The data START
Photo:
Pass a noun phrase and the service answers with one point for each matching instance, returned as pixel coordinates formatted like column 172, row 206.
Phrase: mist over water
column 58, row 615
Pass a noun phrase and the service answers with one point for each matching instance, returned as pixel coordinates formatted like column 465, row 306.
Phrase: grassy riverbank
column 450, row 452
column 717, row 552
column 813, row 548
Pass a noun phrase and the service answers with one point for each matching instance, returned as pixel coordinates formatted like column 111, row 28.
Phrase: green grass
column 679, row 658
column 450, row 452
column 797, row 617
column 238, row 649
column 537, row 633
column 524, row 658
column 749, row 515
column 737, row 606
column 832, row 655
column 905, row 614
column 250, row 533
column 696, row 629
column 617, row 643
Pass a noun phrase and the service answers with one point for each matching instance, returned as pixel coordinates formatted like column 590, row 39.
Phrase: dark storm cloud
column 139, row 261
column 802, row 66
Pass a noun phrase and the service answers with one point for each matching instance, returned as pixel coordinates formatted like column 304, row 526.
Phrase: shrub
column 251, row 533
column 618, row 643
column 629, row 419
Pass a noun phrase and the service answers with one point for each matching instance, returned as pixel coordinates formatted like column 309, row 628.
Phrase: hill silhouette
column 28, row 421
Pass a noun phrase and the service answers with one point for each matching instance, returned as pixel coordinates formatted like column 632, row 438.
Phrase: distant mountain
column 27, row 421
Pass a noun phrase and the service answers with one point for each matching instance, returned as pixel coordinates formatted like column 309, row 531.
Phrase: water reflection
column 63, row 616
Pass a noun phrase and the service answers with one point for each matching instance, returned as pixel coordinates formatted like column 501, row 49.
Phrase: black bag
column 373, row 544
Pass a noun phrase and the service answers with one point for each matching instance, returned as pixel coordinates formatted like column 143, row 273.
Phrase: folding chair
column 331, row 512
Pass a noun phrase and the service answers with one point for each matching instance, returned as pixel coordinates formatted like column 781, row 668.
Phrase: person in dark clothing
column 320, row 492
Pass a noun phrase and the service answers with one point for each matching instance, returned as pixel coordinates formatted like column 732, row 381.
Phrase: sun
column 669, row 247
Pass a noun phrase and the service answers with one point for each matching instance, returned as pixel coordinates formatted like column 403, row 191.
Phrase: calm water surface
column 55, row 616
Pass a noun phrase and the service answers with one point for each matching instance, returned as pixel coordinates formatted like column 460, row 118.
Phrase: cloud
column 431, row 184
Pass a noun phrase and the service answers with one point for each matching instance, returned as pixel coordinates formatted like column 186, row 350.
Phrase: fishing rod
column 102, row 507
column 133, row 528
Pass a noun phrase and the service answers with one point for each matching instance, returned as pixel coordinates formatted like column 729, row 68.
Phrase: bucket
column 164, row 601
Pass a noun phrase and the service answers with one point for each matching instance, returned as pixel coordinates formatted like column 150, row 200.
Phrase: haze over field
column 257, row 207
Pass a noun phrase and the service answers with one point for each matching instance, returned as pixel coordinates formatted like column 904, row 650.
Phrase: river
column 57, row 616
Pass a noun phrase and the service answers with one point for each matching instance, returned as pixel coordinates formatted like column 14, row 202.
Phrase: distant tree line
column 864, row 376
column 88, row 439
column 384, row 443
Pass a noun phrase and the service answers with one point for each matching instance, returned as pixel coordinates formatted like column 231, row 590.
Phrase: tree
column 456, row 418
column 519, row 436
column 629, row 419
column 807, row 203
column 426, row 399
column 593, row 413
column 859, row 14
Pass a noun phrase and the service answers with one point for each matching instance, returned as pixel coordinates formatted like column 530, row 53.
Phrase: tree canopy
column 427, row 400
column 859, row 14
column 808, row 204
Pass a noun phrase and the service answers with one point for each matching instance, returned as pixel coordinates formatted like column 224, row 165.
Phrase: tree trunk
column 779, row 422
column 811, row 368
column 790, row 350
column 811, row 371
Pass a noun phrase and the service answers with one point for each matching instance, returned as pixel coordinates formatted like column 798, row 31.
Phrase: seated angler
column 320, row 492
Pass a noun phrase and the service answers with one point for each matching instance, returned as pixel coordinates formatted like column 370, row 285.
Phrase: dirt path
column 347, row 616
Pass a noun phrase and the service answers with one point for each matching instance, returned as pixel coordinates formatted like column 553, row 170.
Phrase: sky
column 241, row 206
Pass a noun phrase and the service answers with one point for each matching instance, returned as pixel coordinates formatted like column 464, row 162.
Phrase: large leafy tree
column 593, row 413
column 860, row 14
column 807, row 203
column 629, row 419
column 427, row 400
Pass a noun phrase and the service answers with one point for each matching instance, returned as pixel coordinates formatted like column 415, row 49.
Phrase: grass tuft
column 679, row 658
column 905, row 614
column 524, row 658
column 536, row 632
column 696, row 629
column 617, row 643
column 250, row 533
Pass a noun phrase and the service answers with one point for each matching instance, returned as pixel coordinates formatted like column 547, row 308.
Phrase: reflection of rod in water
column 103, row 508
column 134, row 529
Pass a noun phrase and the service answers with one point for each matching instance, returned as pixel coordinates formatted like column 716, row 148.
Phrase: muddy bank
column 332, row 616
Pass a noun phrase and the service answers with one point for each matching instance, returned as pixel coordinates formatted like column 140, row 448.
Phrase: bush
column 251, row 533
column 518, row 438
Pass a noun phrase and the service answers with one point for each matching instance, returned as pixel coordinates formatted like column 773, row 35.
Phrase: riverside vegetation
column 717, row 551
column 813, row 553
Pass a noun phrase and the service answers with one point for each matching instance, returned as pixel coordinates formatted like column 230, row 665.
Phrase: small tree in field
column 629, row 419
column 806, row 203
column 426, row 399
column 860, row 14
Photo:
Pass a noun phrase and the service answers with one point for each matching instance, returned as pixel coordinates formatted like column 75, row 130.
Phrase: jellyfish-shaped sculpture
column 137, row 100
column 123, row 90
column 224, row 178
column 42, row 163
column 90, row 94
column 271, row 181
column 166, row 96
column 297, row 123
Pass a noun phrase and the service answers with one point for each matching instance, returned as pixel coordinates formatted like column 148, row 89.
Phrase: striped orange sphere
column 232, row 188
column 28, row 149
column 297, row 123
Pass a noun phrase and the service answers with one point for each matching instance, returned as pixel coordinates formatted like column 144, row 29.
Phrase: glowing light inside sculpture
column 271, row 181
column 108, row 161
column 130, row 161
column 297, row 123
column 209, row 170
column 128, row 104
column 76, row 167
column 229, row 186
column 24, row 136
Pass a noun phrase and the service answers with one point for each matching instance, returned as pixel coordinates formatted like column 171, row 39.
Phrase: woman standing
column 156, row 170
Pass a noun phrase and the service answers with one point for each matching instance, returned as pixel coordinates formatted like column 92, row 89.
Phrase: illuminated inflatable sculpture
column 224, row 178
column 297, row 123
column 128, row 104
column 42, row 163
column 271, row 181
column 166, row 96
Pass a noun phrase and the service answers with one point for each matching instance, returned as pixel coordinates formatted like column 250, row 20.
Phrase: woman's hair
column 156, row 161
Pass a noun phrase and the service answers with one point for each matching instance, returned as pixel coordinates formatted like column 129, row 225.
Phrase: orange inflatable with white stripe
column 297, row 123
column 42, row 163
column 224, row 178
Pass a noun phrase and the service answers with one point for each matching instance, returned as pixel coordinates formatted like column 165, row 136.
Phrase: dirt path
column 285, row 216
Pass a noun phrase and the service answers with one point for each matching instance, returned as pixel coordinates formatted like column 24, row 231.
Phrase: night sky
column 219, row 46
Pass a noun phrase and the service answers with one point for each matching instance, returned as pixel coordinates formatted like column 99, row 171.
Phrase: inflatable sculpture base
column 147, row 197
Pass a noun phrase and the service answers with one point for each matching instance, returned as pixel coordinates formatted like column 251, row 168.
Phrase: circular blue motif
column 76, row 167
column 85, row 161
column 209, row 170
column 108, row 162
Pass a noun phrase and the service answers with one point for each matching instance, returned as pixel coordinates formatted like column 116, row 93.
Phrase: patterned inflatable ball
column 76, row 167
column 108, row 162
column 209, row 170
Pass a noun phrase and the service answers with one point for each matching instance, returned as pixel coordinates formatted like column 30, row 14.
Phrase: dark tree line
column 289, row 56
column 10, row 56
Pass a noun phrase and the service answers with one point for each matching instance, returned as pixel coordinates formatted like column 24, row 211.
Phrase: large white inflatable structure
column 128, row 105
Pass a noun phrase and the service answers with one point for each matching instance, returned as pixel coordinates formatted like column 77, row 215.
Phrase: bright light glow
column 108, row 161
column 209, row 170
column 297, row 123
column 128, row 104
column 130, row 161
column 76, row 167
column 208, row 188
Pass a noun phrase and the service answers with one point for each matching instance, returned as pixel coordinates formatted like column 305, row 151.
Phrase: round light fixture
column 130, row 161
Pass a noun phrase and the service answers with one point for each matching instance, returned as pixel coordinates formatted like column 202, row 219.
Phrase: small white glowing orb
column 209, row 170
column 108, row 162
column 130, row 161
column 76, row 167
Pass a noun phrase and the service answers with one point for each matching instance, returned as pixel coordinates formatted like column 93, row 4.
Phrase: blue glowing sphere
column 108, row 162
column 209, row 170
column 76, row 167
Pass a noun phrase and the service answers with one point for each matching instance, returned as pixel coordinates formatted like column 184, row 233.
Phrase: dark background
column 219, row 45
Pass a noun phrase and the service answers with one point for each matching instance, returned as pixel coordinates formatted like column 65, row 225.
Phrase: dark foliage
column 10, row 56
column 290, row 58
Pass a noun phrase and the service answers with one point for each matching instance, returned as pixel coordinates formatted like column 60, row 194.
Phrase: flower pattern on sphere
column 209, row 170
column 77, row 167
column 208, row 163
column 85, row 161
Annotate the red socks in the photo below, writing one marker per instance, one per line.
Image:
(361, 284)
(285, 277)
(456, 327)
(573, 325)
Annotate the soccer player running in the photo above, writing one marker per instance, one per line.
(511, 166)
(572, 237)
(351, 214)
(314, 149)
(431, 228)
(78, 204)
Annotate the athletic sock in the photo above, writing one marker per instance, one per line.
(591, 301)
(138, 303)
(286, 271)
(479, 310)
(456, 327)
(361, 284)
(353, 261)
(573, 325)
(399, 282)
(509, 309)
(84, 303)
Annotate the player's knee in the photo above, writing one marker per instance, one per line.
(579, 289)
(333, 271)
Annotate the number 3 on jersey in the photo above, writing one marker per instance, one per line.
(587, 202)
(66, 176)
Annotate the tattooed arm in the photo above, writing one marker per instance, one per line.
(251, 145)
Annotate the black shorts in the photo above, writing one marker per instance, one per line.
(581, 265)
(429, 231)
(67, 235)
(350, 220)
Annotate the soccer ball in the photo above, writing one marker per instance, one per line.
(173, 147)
The data END
**Exercise instructions**
Would you please transcribe the lines above exactly, starting with the first line of the material and ending with the line that has "111, row 28."?

**Solution for this task**
Photo:
Pass a noun phrase and the service answers with one point for each matching instance, returned as pixel coordinates formatted like column 172, row 206.
Phrase: mist over water
column 58, row 615
Pass a noun phrase and the service answers with one point for each matching instance, returned as pixel coordinates formatted like column 465, row 306.
Phrase: grassy riverbank
column 450, row 452
column 717, row 552
column 813, row 548
Pass a noun phrase and the service answers with one point for each matching instance, returned as pixel coordinates formatted like column 111, row 28.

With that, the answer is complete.